__Text provided__
Now is the time to plant the seeds of innovation. The pandemic has been too global and too prolonged to be considered just one of those temporary situations.
Better to forget the let’s-get-back-to-2019 prayers. They are filled with hopes of bringing back the the old routine of long-haul business flights, meeting rooms packed with people more focused on reading emails on their laptops than on listening to the people next to them. The Covid-19 exposed many truths and inconvenient habits of the old normality – why waste time and energy to preserve such a monumental and senseless play? Time to change the script.
But any change brings with itself a resistance. Think of people reluctant to wear face masks despite all the evidence of its crucial role to prevent the virus from spreading. Online learning vs school lessons, office meetings vs videoconferencing, fossil fuels vs renewables, Toyota vs Tesla. The gain of some is the loss of others.
Many sectors, organisations and firms are just expecting to restart the same business they had before the pandemic. All they need is to survive this bad patch. We have airline companies bombing the market with heavily discounted deals to get enough money to lead their business model untouched out of the storm. Whereas a few forerunners are already designing new layouts of aircraft or airports, assuming the past is in the past and the future is now.

__Supplied entries__
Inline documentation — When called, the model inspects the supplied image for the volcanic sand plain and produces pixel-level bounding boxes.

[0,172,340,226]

* * *

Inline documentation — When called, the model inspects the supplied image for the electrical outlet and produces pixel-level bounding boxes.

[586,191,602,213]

__Exercise 1__
Reproduce the stretch of the piece on post-pandemic innovation from "But any change" through "future is now.".
__Exercise 2__
Take the piece on post-pandemic innovation further, picking up after its final sentence.

__Written reply 1__
But any change brings with itself a resistance. Think of people reluctant to wear face masks despite all the evidence of its crucial role to prevent the virus from spreading. Online learning vs school lessons, office meetings vs videoconferencing, fossil fuels vs renewables, Toyota vs Tesla. The gain of some is the loss of others.
Many sectors, organisations and firms are just expecting to restart the same business they had before the pandemic. All they need is to survive this bad patch. We have airline companies bombing the market with heavily discounted deals to get enough money to lead their business model untouched out of the storm. Whereas a few forerunners are already designing new layouts of aircraft or airports, assuming the past is in the past and the future is now.

__Written reply 2__
Not only aviation is at a crossroad with opposite visions and strategies. The car sector is another visible example. Akio Toyoda, the grandson of Toyota’s founder Kiichiro Toyoda, is the head of the Japan Automobile Manufacturers Association. In December, the Toyota President and CEO made headlines with some comments over the intention of the Japanese government to ban combustion-engined vehicles by 2035. “Japan would run out of electricity in the summer if all cars were running on electric power. And the more EVs we build, the worse the carbon dioxide emissions get. When politicians are out there saying, ‘Let’s get rid of all cars using gasoline,’ do they understand this?”
Call it delaying the inevitable. In Norway, the market share of electric vehicles in 2019 was already nearly 43 per cent. The price gap between gasoline-powered vehicles and electric cars is narrowing, even if not as rapidly as some expected. But when a giant refuses to accept the evidence, the only certainty is that its fall will make a more noticeable and louder impact. To win any challenge you need to recognise it first.